> DOCUMENT:
************

On the fifth anniversary of the Crimean sham referendum which Russia used to legitimize its occupation of the Ukrainian peninsula, a leaflet campaign calling to "withdraw signatures" in the referendum spread through occupied Yalta. Photo: fb.com/mikhailbatrak85
It appears that the dissatisfaction of many Crimeans with life under Russian occupation is becoming more vocal. On the fifth anniversary of the “referendum,” which Russia held on 16 March 2014 to legitimize its occupation of the Ukrainian peninsula, the Crimean city of Yalta was plastered with leaflets criticizing life in Russia and calling to “withdraw” signatures in the sham referendum of 2014.
The photos of the leaflets were reportedly posted to Crimean forums. As twitter user wasily_crimea noted, the user who originally posted the photos is now unavailable, being supposedly blocked. However, photos of the leaflets had by that time spread like wildfire in the internet.

************

> ROWS:
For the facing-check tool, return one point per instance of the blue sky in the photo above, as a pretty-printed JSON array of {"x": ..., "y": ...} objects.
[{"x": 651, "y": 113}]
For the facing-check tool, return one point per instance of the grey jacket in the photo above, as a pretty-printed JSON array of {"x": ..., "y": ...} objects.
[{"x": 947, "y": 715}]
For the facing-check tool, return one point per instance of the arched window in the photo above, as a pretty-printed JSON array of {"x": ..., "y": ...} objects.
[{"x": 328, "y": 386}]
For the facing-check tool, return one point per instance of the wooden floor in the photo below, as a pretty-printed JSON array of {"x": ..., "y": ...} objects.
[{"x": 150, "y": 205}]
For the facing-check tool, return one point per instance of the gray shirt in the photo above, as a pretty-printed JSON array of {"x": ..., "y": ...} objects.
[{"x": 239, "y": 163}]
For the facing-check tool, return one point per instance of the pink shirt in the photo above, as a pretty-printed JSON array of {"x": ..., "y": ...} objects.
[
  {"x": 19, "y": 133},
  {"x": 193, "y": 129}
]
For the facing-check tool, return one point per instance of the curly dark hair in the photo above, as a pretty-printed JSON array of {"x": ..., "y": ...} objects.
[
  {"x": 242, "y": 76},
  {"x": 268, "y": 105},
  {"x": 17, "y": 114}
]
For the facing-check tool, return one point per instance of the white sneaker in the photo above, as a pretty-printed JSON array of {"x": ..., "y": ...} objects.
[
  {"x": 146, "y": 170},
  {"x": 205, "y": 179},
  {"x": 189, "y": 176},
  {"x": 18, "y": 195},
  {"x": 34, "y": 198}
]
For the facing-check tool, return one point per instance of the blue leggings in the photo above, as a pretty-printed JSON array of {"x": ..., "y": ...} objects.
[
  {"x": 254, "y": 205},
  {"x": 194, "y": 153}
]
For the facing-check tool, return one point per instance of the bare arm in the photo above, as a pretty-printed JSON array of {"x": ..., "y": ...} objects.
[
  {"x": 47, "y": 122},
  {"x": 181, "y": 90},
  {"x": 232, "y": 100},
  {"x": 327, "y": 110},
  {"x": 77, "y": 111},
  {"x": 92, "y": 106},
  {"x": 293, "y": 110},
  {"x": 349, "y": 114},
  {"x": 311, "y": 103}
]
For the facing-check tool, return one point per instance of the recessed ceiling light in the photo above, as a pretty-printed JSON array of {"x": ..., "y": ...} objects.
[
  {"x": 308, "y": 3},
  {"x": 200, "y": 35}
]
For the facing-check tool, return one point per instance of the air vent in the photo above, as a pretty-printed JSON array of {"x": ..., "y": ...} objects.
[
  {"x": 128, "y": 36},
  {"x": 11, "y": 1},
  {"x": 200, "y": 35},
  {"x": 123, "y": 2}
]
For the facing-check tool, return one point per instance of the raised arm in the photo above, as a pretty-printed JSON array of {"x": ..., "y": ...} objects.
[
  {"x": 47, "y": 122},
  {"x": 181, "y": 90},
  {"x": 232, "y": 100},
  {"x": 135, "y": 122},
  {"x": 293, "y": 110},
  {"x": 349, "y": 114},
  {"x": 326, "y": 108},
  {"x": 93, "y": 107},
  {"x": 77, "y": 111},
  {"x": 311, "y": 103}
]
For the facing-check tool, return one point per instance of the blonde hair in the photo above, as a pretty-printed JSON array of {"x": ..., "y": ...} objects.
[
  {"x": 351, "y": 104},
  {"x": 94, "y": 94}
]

************

> STATED PROBLEM 1:
In the article on the Yalta leaflets, on what date did Russia hold the referendum?
> STATED PROBLEM 2:
From the article on the Yalta leaflets, write out everything from "The photos of" down to "in the internet.".

> FULL RESPONSE 1:
16 March 2014

> FULL RESPONSE 2:
The photos of the leaflets were reportedly posted to Crimean forums. As twitter user wasily_crimea noted, the user who originally posted the photos is now unavailable, being supposedly blocked. However, photos of the leaflets had by that time spread like wildfire in the internet.